What is being asked
Format every line of the listing below as a numbered list, skipping any blank lines. Leave the pictures out of your answer.

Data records

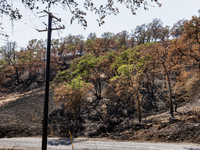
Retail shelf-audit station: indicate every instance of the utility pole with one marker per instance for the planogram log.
(46, 99)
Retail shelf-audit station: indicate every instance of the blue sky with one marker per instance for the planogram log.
(24, 30)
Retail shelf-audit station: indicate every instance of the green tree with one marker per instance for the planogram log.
(72, 96)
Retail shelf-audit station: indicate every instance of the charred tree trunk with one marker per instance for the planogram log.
(170, 96)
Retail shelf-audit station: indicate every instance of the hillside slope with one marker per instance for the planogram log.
(21, 116)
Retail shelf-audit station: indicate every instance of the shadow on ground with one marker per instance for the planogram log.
(63, 142)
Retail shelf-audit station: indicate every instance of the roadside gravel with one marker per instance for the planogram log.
(89, 144)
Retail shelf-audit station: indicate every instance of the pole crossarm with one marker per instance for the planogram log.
(63, 27)
(52, 16)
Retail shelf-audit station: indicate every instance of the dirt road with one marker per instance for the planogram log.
(89, 144)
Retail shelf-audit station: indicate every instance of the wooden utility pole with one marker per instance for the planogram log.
(46, 99)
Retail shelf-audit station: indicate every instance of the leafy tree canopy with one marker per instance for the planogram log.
(100, 9)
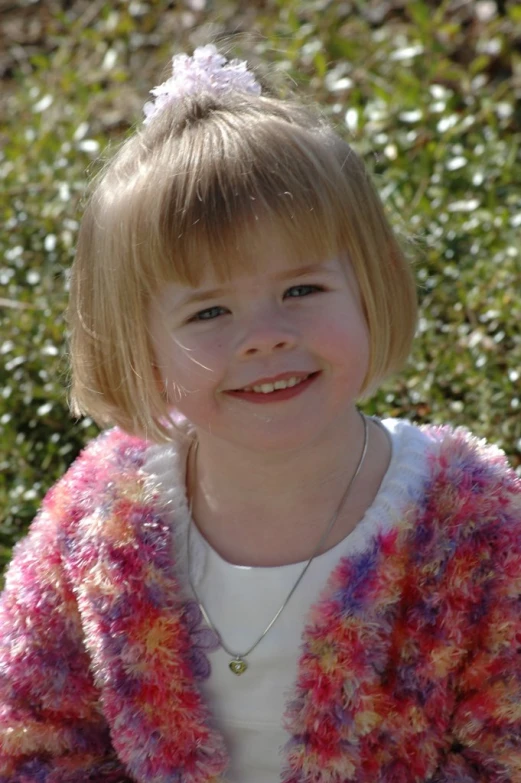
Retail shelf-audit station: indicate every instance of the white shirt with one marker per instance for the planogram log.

Answer to this exercise
1. Retail shelf-audit station: indicate every instance of the utility pole with one marker per instance for the planogram log.
2. (46, 99)
3. Retail shelf-audit station: indicate every instance of the blue sky with one marker per instance for the planogram log.
4. (24, 30)
5. Retail shelf-audit station: indicate every instance of the green tree with one marker per instance for the planogram log.
6. (72, 96)
7. Retail shelf-audit station: indicate every instance of the charred tree trunk with one marker per instance for the planogram log.
8. (170, 96)
9. Retail shelf-audit station: indicate every instance of the hillside slope with one marker per instance for the planogram log.
10. (21, 116)
11. Retail shelf-audit station: indicate every instance of the shadow on ground with one marker per instance for the planogram log.
12. (63, 142)
13. Retail shelf-audit station: indicate every instance of the roadside gravel with one marker per instance for the planogram log.
14. (89, 144)
15. Retail shelf-audit station: indicate every instance of the pole crossarm with one marker per instance for the planogram log.
16. (63, 27)
17. (52, 16)
18. Retail shelf-audit station: indicate every instance of the dirt road with one marker per instance for the planogram log.
19. (89, 144)
20. Retail shelf-audit station: indicate every instance of the wooden utility pole with one marker per instance for the planogram log.
21. (46, 99)
22. Retail shelf-audit station: indicate every instance of the leafy tree canopy with one marker per instance for the planogram log.
23. (100, 9)
24. Retail shelf-audit station: indicate every instance of the white shirt with one marker per instance for the planogram log.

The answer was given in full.